● **DOCUMENT EXCERPT**
============================================================
The 660Ti (mid-range chip for the Kepler gen at $300) outperforms last gen top chip, the GTX580. The GTX660 (4th highest performing Kepler) outperforms last gen's 2nd highest chip, the 570.

B. As big of an AMD supporter as you are, you should be very happy NVIDIA sold GTX680s for $500 instead of $200. (or even $300) Know why? _Not one person on the planet would have bought an AMD part if GTX680s cost $200. Everyone would have GTX680s and AMD would be out of business.
_
C. $500 is not NVIDIA's high end price point now. If people stop buying their $750-$1000 cards, prices may come back down to $500, but I wouldn't count on it unless AMD actually competes. If you want to blame anyone for NVIDIA's pricing, blame AMD. Look at their last launch the 290X. Yes, they caught up to the Titan in performance in the 50db meltdown mode, but the cards were definitely second class compared to Titans and 780s. Noisey little blast furnaces, while NV was selling cool and quiet cards.
============================================================
● **SOURCE EXCERPT**
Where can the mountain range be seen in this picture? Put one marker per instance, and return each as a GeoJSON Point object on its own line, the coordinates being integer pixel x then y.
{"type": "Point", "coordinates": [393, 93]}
============================================================
● **WHAT YOU WILL DO**
1 - Decide whether each statement agrees with the forum post on NVIDIA and AMD graphics card pricing. Answer yes or no, and quote the words from the post that settle it.
(a) The GTX660 outperforms the GTX570.
(b) The writer says $500 is still NVIDIA's high-end price point.
(c) The writer describes the 290X cards as cool and quiet.
2 - Answer these questions from the forum post on NVIDIA and AMD graphics card pricing.
(a) What price does the post give for the 660Ti?
(b) Whom does the writer say to blame for NVIDIA's pricing?
(c) In what mode did the 290X catch up to the Titan?
3 - Extend the forum post on NVIDIA and AMD graphics card pricing, starting right after its last sentence.
The lines are not needed for anything here.

● **ANSWER SET**
1 -
(a) Yes: "The GTX660 (4th highest performing Kepler) outperforms last gen's 2nd highest chip, the 570."
(b) No: "$500 is not NVIDIA's high end price point now."
(c) No: "Noisey little blast furnaces, while NV was selling cool and quiet cards."

2 -
(a) $300
(b) AMD
(c) The 50db meltdown mode

3 -
Roy Taylor of AMD says "We love competition!" and "You ain't seen nothing yet!" but their engineering isn't backing him up to date. Maybe we'll see a change today with their announcement, but until they actually compete NVIDIA will charge first tier prices and AMD will take the scraps and keep losing market share.


----------



## rtwjunkie (Sep 25, 2014)

DaedalusHelios said:


> I don't know if anybody here can say the gtx 980 is a midrange card as a "fact" unless Nvidia confirms it with you though. Or are you saying you consider it a midrange card and that is your opinion? Fact and opinion are not the same thing. Maybe you have information you are breaking NDA on?
> 
> Why do you consider GTX 680 a midrange card? It filled the "high end" single GPU spot in the Nvidia GTX 600 series product lineup.


 
What he is referring to is not the cards being midrange, but the chips used IN those cards.  And on that matter he is correct.  The current high-end card is built on the mid-range Maxwell(GM204).  GM200 is nearly ready, thus your high-end chip will be released eventually to a high(er) end card that no one here can actually guess correctly at yet.


----------



## frdmftr (Sep 25, 2014)

JethroBodine said:


> A. NVIDIA sells on performance, not wafer size. People buy based on performance, not wafer size.
> 
> http://www.techpowerup.com/reviews/Zotac/GeForce_GTX_660/27.html
> 
> ...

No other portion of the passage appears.